Text block.
▽
Cast Iron I have

Tuesday, May 10, 2011

Wow...

Do you ever have that surreal moment when you look at your life and wonder how you got here?  Surely this isn't just me.

I don't mean that as a bad thing.  I just have somehow ended up living a completely different life than I planned.

I never expected to get married.  I had (have) a terrible relationship with my dad.  I couldn't imagine why any thinking woman would saddle herself with a husband if they were like that.  T and I worked hard to fix each other the first few years of our relationship.  Or rather we worked hard to help each other let go of our past baggage.  He taught me that men don't turn in to completely useless, clueless control freaks when you get them into a long term relationship.  The they do help out around the house, not just trash it when your back is turned.  That you can be shown love and respect by a husband.    I always thought of "wife" as a bad word.

I am so lucky to have him.  I know it.  I try very hard not to take him for granted.

I would like to think I taught him that he doesn't deserve and shouldn't expect emotional abuse.  That his disability does not make him undesirable.  That there are geeky Mac girls out there that read and play computer games and debate current events.  That I think he is important enough, that his feelings and memories and interests are important enough to drive hours out of town to spend money we don't have on a tractor we don't need because it makes him very, very happy to have that tractor that reminds him of his grandfather.

I thought I might end up as a single mom by choice, but I never thought I would be a stepmom.  I never thought I would have responsibility for teenagers who were mostly sane and actually talk to me about stuff and put up with my occasional impromptu lectures on STDs and offering to find birth control for them and their friends with no questions asked.  (I work in health care, they put up with me)
△
Stored data.
▽
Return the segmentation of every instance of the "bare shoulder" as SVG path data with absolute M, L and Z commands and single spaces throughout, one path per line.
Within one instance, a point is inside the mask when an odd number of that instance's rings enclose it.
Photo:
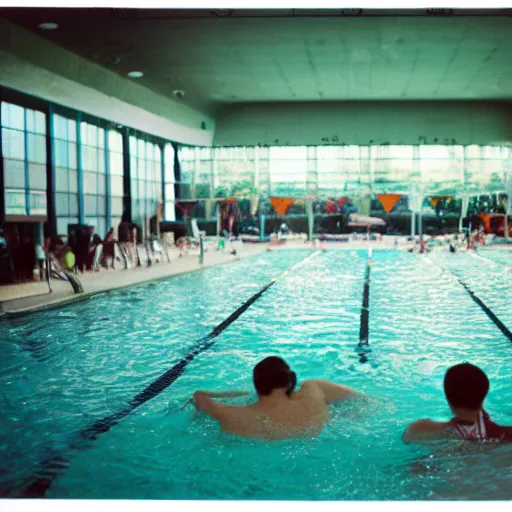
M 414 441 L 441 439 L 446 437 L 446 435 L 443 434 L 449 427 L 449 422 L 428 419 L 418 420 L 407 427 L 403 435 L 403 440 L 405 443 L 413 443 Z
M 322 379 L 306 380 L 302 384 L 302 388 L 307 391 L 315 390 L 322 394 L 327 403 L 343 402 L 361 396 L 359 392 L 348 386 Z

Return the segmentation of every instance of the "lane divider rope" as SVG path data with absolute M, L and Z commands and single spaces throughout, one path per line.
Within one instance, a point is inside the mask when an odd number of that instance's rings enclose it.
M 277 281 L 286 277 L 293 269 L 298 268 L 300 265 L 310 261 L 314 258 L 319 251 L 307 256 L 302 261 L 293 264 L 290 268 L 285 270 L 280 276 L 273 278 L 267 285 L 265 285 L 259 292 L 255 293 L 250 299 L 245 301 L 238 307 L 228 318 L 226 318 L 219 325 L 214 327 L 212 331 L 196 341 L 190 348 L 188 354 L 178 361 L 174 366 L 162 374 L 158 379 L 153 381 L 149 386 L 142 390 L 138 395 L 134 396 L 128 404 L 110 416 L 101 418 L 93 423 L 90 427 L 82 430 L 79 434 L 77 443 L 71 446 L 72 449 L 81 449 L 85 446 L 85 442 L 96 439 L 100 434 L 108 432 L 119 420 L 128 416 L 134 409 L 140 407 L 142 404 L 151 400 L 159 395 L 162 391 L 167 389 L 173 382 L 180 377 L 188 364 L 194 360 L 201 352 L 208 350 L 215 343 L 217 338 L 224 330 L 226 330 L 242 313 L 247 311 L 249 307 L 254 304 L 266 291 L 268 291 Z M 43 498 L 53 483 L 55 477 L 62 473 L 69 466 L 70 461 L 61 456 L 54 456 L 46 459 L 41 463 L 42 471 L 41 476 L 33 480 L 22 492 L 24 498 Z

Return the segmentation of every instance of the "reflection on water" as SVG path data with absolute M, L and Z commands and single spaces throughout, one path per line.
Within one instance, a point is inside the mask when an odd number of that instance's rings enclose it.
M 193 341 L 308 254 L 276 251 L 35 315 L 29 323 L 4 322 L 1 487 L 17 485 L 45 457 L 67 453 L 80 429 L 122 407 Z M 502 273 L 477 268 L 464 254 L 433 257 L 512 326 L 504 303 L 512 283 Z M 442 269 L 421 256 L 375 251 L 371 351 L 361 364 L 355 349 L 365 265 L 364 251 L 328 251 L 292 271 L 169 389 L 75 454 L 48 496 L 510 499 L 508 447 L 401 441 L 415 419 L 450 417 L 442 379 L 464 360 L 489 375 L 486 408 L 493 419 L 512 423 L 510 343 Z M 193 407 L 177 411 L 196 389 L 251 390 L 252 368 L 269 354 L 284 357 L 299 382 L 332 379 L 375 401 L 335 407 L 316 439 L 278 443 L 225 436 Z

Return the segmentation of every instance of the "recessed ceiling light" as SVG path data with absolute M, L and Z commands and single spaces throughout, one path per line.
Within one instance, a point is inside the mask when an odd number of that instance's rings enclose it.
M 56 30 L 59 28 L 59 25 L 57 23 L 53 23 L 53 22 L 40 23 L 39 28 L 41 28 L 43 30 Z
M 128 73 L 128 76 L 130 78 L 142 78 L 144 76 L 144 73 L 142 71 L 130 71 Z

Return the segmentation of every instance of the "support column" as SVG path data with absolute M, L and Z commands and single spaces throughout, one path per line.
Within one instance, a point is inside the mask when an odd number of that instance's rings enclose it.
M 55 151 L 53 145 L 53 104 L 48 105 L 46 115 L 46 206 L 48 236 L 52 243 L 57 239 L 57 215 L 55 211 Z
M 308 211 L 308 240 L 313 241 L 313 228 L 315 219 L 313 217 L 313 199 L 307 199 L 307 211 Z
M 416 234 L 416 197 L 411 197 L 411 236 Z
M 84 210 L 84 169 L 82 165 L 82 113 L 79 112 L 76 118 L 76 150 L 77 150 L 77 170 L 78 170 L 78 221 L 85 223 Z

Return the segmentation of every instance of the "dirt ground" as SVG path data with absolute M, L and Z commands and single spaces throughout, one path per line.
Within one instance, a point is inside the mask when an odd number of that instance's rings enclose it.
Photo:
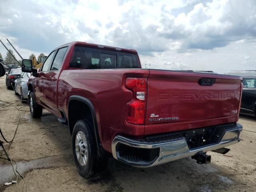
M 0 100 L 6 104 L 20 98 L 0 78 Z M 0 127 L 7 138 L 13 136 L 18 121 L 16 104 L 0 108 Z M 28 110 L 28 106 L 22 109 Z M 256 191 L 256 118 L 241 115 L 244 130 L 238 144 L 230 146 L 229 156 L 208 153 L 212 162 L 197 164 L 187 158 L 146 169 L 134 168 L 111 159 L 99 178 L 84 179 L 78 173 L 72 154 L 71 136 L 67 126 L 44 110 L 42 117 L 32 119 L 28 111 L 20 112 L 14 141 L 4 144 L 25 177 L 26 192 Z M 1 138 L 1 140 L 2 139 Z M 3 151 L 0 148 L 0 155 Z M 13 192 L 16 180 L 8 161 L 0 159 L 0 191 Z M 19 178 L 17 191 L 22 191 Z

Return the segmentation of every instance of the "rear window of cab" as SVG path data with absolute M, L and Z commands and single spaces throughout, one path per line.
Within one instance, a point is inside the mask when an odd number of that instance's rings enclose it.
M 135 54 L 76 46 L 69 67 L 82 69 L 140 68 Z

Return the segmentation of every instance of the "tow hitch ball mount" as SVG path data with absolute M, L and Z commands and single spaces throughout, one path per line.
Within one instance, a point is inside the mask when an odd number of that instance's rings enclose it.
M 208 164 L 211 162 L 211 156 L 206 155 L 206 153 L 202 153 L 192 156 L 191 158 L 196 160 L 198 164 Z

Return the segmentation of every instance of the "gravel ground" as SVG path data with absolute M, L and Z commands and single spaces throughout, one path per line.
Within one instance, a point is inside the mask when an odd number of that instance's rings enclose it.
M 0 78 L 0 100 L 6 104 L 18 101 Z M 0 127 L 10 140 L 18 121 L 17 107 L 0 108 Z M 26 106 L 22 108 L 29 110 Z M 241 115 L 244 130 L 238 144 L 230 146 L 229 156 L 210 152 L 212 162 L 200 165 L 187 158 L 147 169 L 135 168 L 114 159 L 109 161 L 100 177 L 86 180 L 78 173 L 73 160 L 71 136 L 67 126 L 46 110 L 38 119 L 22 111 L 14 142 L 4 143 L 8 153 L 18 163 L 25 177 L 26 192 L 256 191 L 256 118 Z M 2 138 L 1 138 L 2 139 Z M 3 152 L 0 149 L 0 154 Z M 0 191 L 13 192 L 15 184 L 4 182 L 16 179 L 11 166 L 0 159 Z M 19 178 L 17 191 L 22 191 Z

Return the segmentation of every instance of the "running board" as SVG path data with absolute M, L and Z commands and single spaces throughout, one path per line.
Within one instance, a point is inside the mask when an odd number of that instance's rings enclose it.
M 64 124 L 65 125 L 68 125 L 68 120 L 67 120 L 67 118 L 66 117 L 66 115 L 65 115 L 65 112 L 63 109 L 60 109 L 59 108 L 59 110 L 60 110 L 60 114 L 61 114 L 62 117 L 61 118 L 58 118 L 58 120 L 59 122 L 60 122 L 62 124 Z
△
▽
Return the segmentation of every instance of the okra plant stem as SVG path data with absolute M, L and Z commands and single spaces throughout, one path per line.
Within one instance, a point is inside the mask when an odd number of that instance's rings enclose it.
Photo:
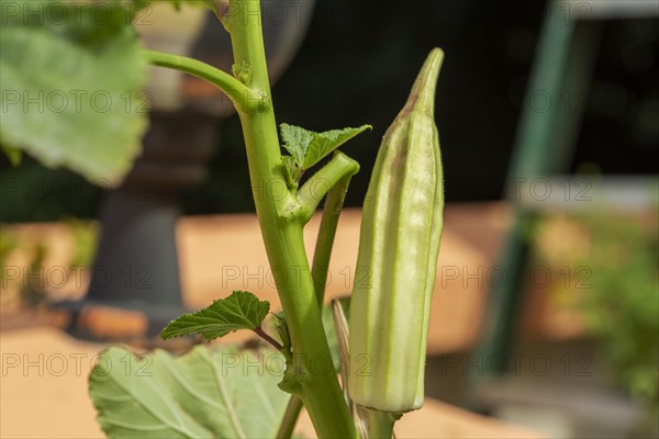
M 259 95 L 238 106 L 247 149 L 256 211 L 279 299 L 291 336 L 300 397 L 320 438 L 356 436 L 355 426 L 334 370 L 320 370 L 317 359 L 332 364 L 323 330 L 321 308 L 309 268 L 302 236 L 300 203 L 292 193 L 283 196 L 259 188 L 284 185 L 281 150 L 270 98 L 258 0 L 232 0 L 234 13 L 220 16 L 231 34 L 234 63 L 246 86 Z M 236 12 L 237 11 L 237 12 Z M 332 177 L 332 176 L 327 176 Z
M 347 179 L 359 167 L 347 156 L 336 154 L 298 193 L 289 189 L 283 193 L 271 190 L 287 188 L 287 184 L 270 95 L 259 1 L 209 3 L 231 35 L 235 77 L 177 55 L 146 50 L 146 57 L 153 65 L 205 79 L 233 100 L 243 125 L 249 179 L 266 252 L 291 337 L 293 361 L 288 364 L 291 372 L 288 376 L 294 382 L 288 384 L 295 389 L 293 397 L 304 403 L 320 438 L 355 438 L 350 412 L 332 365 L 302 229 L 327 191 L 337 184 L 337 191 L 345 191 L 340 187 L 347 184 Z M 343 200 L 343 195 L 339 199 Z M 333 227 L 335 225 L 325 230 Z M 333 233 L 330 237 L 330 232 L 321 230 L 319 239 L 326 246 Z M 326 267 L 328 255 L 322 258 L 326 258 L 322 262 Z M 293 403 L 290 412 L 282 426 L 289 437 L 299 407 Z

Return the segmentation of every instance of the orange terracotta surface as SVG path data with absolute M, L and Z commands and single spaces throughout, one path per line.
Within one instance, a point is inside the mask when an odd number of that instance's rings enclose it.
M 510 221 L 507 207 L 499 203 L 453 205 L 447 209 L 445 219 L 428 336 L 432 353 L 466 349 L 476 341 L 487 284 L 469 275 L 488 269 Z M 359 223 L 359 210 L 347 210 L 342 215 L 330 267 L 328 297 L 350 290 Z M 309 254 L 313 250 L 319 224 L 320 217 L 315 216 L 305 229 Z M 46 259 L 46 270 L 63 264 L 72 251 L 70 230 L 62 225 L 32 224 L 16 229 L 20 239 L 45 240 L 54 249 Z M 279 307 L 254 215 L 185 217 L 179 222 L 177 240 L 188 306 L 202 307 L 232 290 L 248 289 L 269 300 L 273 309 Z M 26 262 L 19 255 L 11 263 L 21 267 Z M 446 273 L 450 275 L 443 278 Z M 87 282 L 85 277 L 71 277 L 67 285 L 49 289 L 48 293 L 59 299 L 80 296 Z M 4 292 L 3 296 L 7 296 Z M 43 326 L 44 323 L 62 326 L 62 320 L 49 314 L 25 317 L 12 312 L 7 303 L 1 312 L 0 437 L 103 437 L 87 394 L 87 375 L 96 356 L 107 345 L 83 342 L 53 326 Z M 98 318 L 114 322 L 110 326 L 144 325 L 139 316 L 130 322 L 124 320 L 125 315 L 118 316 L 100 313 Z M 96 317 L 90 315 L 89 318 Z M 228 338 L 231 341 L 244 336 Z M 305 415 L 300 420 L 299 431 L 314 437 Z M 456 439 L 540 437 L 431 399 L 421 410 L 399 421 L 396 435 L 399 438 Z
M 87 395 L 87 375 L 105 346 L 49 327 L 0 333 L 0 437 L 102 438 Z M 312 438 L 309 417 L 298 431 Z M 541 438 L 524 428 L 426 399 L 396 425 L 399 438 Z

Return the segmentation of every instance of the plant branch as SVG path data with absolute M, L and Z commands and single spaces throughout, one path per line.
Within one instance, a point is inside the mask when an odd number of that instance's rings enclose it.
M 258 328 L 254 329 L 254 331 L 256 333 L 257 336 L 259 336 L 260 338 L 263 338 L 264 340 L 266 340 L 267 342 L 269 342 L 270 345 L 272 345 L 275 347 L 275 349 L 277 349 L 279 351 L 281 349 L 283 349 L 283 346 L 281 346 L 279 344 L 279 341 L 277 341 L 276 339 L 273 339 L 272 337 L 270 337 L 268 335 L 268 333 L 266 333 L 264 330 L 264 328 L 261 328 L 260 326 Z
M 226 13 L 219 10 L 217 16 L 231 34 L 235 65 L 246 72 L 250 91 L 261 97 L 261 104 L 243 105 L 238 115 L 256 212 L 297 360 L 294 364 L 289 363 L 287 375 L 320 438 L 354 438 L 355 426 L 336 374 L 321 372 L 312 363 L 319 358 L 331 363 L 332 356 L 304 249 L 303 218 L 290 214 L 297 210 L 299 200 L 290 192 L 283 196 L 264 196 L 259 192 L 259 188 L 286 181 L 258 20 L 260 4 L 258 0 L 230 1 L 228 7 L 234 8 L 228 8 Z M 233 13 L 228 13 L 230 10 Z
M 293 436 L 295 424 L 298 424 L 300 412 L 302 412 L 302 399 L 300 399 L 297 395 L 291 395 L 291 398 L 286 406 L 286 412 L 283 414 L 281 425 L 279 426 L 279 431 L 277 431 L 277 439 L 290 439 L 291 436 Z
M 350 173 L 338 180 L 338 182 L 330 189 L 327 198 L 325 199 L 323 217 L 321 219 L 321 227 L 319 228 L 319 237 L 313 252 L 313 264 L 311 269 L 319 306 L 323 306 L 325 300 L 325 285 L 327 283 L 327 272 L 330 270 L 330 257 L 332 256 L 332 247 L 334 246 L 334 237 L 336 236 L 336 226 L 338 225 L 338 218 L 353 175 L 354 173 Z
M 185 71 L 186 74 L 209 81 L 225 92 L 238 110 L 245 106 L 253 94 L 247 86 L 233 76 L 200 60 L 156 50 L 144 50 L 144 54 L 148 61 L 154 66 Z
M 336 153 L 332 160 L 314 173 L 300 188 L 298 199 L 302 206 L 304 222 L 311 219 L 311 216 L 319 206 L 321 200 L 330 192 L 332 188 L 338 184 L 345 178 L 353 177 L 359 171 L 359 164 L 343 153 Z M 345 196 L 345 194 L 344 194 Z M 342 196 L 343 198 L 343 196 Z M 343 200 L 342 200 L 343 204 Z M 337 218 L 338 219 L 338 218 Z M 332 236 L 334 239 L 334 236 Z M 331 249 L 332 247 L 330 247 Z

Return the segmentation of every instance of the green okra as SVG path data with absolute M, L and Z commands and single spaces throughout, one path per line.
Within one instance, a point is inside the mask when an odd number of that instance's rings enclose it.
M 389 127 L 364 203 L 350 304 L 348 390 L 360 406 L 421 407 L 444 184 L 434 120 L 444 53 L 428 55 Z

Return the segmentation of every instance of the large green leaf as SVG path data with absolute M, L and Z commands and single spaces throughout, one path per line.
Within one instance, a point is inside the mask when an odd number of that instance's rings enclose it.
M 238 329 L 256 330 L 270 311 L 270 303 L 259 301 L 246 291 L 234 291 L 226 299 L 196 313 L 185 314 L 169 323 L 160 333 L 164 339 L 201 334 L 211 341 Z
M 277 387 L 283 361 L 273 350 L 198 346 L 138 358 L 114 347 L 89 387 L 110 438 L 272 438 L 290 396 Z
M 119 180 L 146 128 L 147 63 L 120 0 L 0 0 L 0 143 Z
△
What to produce. Continue the blog post about marriage and becoming a stepmom, starting right after its final sentence.

Result below.
I hoped to own a house, but not one this big.  My house is 1000 square feet.  For my hypothetical life, it is too big.  For my real life.... it's OK.  I could easily go smaller if I found one with a more customized living space design, but I don't think the rest of the family could.  I still read tiny house blogs in my spare time.

I never expected to live in the prairies or in a city this big.  I wanted small mountain town.  I had even come with in six months of leaving for New Zealand when things changed and I realized I needed to stay with Tyson.  It was in my two year plan when I met him.   I had been working toward that goal for a few years before that.

I thought I would have a more established garden by now.  I didn't expect to have a partner who would encourage me to try a new garden set up each year until I get it right.  I think I have gotten it right this year.

I hadn't really ever considered that, not only would my in laws be amazing, but that I would end up "adopting"extra grandparents and aunts for my kids.  That I would have such good friends that it blurs the line between friends and family.  That my toddler would call for aunts that she has no blood relation to at all, but not care a wit because they are so close to her and loved by her that she will be shocked when she finds out how other people get aunts.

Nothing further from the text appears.